▸ Set of tasks:
(1) Say whether each statement agrees with the New York state government news. Answer yes or no for each, and quote the words of the news that decide it.
(a) The reductions in federal aid to safety net hospitals will cost the state $2.6 billion once fully in effect.
(b) The petition signatures were gathered at the state Capitol in Albany.
(c) The bill on medically assisted suicide passed in the last session.
(2) Extend the New York state government news by writing what comes after its last sentence.

▸ Excerpt to read:
+---+

ALBANY, N.Y. — In New York state government news, Gov. Andrew Cuomo warns of a possible special legislative session in the face of federal health care cuts, and a new push is planned to legalize medically assisted suicide.

A look at stories making news:

SPECIAL SESSION?

Cuomo has long warned that deep cuts to federal health care spending could rip huge holes in the state’s budget and devastate health care coverage for New Yorkers. Now he’s saying he may order lawmakers back to Albany this fall if some recent cuts aren’t reversed.

Long-planned reductions in federal aid to safety net hospitals will cost the state $2.6 billion when they’re fully implemented. Cuomo, a Democrat, said New York is taking a bigger hit than any other state.

Lawmakers are already eyeing an estimated $4 billion deficit in next year’s budget, and Cuomo said other health care funding cuts proposed by Washington Republicans would only make the situation worse.

Cuomo said he’s been in touch with members of the state’s congressional delegation who tell him they’re working to reverse the cuts to hospitals. But if that effort falls flat before the end of the year, Cuomo said he may have to bring lawmakers back to revise the $153 billion spending plan to absorb the cuts.

But first he’s urging New Yorkers to lobby Congress to reverse the reductions.

“We will not stand idly by while the federal government targets middle- and working-class New Yorkers,” Cuomo said.


MEDICALLY ASSISTED SUICIDE

When lawmakers do return to Albany, proponents of a bill authorizing medically assisted suicide for terminally ill patients plan to be ready.

A petition signed by 7,500 New Yorkers supporting the measure was submitted to Cuomo on Thursday. The signatures were collected during the New York State Fair this summer.

The proposal now before lawmakers would allow someone with a terminal illness to request life-ending medication from a physician. Two physicians would have to certify the patient has a terminal condition and is mentally competent to make the decision. It did not receive a vote last session.

+---+

▸ Source data:
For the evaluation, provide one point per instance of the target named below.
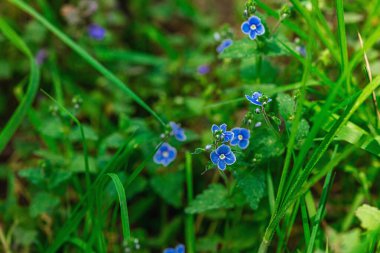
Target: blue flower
(225, 43)
(177, 131)
(255, 98)
(241, 137)
(222, 157)
(221, 133)
(253, 27)
(96, 32)
(165, 154)
(179, 249)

+---+

▸ Responses in order:
(1)
(a) Yes: "Long-planned reductions in federal aid to safety net hospitals will cost the state $2.6 billion when they’re fully implemented."
(b) No: "The signatures were collected during the New York State Fair this summer."
(c) No: "It did not receive a vote last session."

(2)
Colorado, Washington, Vermont, California, Oregon and Washington, D.C., have laws allowing people to seek medical help in ending their lives.


CONSTITUTIONAL CONVENTION GETS ITS CLOSE UP

The experts have weighed in on the question of whether New York should hold a constitutional convention.

Voters will be asked on the Nov. 7 ballot whether they want to convene a convention to propose changes or wholesale rewrites to the state constitution. Those changes would then go back to the voters for approval.

At a forum on the subject Wednesday at The Times Union in Albany, supporters argued a convention would give voters their best chance of finally taking on pervasive government corruption. Equal rights, protections against discrimination, environmental safeguards, campaign finance reform and laws codifying a woman’s right to an abortion are other possible changes.

“People can take in hand their government, make it accountable,” said SUNY New Paltz political scientist Gerald Benjamin.

Opponents, however, say that while a constitutional convention may sound appealing to frustrated voters, it could be taken over by political insiders or special interests looking to consolidate power or push changes that serve their own ends.

“We’re con con-con,” said Donna Lieberman, executive director of the New York Civil Liberties Union. “Because it’s a con.”